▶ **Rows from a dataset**
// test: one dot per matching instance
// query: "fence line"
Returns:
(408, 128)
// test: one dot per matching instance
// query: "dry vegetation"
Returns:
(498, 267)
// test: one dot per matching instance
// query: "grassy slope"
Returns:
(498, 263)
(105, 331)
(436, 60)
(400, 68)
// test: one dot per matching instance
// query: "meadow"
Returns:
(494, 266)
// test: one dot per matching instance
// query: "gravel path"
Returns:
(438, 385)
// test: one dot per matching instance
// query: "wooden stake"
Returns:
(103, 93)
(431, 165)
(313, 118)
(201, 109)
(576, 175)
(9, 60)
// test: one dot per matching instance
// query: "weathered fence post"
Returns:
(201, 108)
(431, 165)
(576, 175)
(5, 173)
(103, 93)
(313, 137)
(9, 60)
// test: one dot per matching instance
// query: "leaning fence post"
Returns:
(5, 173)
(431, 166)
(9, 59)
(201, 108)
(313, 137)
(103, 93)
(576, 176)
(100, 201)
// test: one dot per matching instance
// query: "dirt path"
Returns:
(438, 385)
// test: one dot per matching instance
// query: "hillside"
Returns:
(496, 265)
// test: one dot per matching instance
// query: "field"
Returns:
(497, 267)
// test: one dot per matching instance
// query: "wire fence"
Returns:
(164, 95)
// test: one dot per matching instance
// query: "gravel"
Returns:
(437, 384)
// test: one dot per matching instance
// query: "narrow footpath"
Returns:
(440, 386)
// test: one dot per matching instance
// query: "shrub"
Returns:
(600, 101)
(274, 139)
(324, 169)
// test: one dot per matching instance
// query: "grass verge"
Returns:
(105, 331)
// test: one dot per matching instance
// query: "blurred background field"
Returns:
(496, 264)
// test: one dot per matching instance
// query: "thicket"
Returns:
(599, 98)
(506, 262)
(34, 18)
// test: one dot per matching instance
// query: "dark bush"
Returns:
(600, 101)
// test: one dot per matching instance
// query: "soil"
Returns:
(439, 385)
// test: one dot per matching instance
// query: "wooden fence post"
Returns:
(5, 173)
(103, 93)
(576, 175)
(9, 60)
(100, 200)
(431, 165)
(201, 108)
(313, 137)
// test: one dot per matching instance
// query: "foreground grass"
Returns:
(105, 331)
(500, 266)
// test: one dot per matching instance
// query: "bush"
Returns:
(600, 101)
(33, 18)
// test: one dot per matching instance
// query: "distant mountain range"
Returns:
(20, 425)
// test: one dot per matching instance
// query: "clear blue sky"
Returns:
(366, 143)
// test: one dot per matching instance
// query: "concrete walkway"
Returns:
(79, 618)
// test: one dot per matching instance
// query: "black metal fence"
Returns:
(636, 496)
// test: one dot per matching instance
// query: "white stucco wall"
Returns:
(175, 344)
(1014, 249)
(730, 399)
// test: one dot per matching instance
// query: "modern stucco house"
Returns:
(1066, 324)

▶ **TASK DESCRIPTION**
Please set down the whole listing above without altering a single line.

▶ **CORRECT ANSWER**
// test: one dot per matching instance
// query: "fence line"
Returns:
(408, 128)
// test: one dot per matching instance
// query: "dry vegetation"
Returns:
(498, 267)
// test: one dot per matching instance
// query: "grassy slope"
Returns:
(498, 263)
(105, 331)
(436, 60)
(400, 68)
// test: one dot per matching instance
// query: "meadow"
Returns:
(494, 266)
// test: one dot per matching instance
// query: "gravel path"
Returns:
(438, 385)
// test: one dot per matching instance
// query: "wooden stake"
Returns:
(103, 93)
(431, 165)
(313, 118)
(201, 109)
(576, 175)
(9, 60)
// test: one dot per matching instance
// query: "weathered fence post"
Returns:
(201, 108)
(431, 165)
(576, 175)
(5, 173)
(103, 93)
(313, 137)
(9, 60)
// test: one dot per matching instance
// query: "leaning fence post"
Returns:
(5, 173)
(431, 166)
(9, 59)
(201, 108)
(313, 137)
(103, 93)
(576, 176)
(100, 201)
// test: one dot per matching instance
// query: "dirt path"
Returns:
(438, 385)
// test: one dot per matching instance
// query: "hillside"
Returns:
(496, 265)
// test: one dot per matching instance
// query: "field"
Returns:
(497, 267)
// test: one dot per matching instance
// query: "wire fence"
Returns:
(164, 95)
// test: one dot per matching instance
// query: "gravel"
Returns:
(437, 384)
// test: one dot per matching instance
// query: "narrow footpath"
Returns:
(440, 386)
// test: one dot per matching instance
// query: "shrub"
Returns:
(600, 101)
(274, 139)
(324, 169)
// test: one dot per matching instance
// query: "grass verge"
Returns:
(105, 331)
// test: one dot per matching instance
// query: "blurred background field"
Returns:
(496, 264)
// test: one dot per matching instance
// query: "thicket"
Returns:
(599, 98)
(506, 262)
(34, 18)
// test: one dot per matching instance
// query: "dark bush"
Returns:
(600, 101)
// test: one dot per matching instance
// query: "soil"
Returns:
(439, 385)
// test: one dot per matching instance
// query: "wooden fence post"
Returns:
(5, 173)
(103, 93)
(576, 175)
(9, 60)
(100, 200)
(431, 165)
(201, 108)
(313, 137)
// test: one dot per matching instance
// query: "foreground grass"
Returns:
(105, 331)
(500, 266)
// test: one dot per matching instance
// query: "bush"
Returns:
(600, 101)
(33, 18)
// test: one dot per matching instance
// query: "distant mountain range"
Returns:
(20, 425)
// test: one dot per matching instance
// query: "clear blue sky"
Returns:
(366, 143)
// test: one dot per matching instance
// query: "concrete walkway"
Returns:
(79, 618)
// test: one dot per matching instance
// query: "black metal fence"
Returns:
(636, 496)
// test: one dot per matching instance
// query: "white stucco wall"
Returns:
(175, 344)
(1014, 249)
(730, 399)
// test: one dot per matching instance
// query: "modern stucco house"
Returns:
(1066, 324)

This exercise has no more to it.